>> Begin
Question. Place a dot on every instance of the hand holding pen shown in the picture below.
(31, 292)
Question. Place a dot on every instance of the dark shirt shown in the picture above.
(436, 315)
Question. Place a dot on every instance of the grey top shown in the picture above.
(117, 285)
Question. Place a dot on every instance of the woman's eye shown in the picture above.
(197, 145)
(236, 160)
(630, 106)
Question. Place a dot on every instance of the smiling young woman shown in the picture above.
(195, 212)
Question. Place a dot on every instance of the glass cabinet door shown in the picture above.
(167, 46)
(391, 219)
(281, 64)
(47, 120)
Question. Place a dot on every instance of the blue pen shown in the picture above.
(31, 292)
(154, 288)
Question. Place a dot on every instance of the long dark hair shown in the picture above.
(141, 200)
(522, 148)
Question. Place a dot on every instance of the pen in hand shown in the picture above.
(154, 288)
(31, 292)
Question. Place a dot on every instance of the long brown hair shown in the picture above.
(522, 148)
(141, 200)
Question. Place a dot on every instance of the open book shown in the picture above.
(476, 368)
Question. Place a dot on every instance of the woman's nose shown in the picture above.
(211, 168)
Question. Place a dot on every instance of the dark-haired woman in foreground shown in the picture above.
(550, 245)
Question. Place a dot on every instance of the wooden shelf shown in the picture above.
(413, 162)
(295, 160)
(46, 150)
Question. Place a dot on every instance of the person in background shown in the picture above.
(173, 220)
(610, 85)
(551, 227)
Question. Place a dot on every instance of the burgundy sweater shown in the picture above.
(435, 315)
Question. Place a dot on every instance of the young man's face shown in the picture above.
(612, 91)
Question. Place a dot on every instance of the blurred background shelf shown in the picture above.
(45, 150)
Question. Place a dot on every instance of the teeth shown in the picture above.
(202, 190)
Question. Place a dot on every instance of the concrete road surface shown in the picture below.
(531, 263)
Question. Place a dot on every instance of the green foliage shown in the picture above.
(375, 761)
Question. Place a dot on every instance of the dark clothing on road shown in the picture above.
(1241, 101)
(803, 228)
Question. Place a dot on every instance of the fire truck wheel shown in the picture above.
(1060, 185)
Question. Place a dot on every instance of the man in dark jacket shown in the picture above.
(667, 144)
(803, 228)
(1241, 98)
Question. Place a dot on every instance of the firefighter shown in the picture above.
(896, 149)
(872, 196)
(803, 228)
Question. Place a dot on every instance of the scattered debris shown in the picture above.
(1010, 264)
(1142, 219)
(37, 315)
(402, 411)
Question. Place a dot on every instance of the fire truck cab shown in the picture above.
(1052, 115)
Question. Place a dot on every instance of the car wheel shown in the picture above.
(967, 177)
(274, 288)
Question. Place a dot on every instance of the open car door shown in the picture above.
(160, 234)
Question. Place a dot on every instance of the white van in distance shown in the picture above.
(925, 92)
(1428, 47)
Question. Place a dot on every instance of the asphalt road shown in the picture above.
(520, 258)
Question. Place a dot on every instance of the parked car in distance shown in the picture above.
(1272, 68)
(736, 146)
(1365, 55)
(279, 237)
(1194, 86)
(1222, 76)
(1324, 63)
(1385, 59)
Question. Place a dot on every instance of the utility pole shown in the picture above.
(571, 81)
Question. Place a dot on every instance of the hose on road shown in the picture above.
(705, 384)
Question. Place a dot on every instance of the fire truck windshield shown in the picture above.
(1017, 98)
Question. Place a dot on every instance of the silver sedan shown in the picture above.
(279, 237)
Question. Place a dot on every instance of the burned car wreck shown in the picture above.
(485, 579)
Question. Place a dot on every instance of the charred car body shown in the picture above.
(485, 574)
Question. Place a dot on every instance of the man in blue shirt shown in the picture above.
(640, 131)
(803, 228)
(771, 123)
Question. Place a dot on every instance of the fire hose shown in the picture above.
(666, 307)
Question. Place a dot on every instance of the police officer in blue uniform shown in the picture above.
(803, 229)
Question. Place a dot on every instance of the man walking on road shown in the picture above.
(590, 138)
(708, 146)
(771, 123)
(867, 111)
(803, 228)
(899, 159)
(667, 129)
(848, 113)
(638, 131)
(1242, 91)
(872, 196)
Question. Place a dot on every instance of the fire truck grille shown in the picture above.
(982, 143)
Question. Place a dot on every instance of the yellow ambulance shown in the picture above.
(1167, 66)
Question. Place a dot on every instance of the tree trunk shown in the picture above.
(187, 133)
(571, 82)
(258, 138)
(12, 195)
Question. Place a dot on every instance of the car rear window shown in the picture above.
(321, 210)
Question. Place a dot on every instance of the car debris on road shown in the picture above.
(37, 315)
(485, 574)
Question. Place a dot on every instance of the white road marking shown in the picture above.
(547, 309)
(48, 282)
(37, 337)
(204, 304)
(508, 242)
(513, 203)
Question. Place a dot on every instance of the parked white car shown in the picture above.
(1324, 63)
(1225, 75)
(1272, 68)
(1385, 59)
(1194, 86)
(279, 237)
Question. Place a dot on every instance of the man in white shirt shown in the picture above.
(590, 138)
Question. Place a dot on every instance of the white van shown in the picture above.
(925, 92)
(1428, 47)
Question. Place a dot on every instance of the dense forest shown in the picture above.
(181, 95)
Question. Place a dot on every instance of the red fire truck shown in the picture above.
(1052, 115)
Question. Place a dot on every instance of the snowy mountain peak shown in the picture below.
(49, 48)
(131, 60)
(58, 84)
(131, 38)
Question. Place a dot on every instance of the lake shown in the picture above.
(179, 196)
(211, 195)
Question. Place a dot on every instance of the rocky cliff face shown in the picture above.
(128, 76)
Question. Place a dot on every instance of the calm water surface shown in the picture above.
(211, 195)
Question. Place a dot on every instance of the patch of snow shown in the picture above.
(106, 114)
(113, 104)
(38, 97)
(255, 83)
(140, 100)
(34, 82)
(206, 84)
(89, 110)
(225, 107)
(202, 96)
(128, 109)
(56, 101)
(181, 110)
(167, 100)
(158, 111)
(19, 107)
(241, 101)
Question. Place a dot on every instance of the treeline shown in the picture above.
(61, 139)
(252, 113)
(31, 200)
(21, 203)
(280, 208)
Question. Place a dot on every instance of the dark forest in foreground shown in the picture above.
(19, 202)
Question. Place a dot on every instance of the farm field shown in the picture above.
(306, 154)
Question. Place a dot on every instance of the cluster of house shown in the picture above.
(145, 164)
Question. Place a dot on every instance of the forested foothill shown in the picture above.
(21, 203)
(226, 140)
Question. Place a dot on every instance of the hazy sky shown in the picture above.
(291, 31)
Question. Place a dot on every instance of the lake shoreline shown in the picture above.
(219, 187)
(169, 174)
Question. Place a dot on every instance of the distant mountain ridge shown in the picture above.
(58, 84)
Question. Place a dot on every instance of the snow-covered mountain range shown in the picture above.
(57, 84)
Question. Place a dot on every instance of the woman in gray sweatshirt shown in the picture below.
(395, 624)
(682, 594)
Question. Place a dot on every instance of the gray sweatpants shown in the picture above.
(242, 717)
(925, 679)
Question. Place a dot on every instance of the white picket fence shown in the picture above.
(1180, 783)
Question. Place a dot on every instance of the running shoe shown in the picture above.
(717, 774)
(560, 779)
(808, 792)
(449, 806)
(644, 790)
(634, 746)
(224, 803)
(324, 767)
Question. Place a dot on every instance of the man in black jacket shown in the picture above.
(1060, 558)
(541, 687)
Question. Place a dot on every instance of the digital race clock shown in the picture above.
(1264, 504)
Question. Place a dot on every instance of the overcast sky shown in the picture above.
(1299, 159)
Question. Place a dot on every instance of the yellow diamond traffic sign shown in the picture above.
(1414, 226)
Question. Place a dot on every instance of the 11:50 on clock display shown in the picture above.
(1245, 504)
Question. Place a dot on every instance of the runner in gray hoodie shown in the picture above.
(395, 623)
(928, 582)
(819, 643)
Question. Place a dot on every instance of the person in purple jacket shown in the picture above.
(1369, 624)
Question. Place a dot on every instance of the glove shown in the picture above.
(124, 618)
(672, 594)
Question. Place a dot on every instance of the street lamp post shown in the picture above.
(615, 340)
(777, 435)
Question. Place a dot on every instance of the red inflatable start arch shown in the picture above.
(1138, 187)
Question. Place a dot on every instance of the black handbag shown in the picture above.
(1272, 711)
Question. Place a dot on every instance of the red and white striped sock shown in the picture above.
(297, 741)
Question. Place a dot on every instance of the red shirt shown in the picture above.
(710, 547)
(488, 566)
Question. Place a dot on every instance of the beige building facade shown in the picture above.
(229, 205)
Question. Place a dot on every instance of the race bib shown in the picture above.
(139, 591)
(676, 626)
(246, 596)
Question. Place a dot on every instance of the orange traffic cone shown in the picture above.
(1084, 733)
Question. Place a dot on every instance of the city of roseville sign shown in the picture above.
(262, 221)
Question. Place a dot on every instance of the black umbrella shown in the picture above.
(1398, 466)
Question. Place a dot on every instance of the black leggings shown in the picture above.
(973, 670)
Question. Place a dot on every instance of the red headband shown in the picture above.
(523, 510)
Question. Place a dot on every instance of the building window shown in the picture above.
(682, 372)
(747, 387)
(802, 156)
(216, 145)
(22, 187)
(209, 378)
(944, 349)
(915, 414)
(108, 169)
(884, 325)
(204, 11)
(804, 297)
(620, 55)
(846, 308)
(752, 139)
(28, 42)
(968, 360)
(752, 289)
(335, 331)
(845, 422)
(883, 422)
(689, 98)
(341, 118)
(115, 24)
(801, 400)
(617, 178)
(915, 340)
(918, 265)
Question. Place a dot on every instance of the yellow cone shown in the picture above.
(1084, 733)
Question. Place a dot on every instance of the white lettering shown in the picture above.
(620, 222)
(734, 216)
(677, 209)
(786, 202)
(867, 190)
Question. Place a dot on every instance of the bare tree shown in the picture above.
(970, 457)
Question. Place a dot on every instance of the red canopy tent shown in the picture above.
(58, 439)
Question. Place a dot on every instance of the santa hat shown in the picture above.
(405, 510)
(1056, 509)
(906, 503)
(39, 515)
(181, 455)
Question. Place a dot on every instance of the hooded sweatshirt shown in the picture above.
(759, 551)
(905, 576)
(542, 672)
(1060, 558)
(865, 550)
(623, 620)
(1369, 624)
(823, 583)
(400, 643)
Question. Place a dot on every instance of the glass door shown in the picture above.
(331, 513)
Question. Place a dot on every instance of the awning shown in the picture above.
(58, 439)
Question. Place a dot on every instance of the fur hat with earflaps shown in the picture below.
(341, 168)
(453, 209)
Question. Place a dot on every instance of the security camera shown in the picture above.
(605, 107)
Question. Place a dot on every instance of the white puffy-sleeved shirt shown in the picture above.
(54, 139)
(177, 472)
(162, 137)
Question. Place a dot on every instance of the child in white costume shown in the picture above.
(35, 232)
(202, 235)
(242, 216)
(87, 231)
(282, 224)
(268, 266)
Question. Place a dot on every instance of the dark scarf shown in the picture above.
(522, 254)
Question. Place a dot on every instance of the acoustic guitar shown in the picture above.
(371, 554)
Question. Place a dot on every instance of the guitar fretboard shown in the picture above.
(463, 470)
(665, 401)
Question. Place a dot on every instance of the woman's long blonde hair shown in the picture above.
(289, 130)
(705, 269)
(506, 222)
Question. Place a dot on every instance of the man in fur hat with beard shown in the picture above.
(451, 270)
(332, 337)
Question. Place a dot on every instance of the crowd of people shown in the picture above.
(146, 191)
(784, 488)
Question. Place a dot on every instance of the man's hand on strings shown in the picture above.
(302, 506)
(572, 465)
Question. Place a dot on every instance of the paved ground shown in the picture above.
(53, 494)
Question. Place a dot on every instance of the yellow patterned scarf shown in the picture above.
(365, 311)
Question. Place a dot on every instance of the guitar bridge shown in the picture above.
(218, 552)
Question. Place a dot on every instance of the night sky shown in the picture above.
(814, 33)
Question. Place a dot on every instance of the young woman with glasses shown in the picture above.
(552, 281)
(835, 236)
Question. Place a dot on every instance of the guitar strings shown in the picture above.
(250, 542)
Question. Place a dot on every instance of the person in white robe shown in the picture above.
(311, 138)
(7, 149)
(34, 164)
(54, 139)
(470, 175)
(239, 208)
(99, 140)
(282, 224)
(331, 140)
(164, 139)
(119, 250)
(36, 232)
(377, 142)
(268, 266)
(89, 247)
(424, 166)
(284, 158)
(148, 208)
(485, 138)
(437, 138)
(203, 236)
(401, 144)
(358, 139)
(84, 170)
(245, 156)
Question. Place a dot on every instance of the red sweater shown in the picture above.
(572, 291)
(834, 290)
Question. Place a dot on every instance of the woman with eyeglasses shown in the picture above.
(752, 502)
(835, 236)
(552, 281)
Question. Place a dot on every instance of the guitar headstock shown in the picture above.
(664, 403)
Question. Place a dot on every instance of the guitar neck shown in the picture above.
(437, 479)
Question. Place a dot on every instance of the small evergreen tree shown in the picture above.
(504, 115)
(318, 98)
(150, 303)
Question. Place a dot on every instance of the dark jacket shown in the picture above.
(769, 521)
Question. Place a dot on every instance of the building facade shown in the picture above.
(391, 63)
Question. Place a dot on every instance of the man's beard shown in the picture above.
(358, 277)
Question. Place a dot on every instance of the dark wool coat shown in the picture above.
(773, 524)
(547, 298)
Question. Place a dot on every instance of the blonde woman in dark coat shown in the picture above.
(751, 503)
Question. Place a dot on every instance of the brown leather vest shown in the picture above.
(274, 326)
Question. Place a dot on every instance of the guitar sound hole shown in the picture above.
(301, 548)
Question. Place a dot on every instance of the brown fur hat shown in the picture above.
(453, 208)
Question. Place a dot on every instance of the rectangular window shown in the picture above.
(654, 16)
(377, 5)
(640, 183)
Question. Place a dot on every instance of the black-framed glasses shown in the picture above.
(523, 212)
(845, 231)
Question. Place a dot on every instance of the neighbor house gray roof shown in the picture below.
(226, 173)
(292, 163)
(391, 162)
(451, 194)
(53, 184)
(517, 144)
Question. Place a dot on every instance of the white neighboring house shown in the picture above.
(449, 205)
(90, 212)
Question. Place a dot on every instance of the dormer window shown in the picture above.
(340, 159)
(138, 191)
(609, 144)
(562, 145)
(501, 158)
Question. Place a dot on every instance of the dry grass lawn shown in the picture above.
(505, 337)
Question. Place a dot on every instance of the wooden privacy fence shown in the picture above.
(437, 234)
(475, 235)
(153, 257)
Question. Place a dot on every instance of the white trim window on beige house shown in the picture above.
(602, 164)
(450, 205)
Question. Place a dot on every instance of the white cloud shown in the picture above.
>> End
> GOAL: Write out only what runs from the line holding "Question. Place a dot on every instance of the neighbor" through the last line of the records, exactly as shown.

> RESULT FOR THIS TASK:
Question. Place a dot on every instance of the neighbor house gray roof shown in the picture below.
(226, 173)
(292, 163)
(391, 162)
(451, 194)
(53, 184)
(517, 144)
Question. Place a dot on every instance of the white neighboring house shown in the picture above.
(449, 205)
(90, 212)
Question. Place a dot on every instance of the dormer window shown in the picture above.
(340, 159)
(138, 191)
(609, 144)
(562, 145)
(501, 158)
Question. Place a dot on every instance of the dry grass lawn shown in the picture above.
(505, 337)
Question. Place a dot on every instance of the wooden privacy fence shown in the picture above.
(437, 234)
(475, 235)
(153, 257)
Question. Place a dot on every instance of the white trim window on beige house shown in the picture above.
(602, 164)
(450, 205)
Question. Place a dot on every instance of the white cloud shown in the picture above.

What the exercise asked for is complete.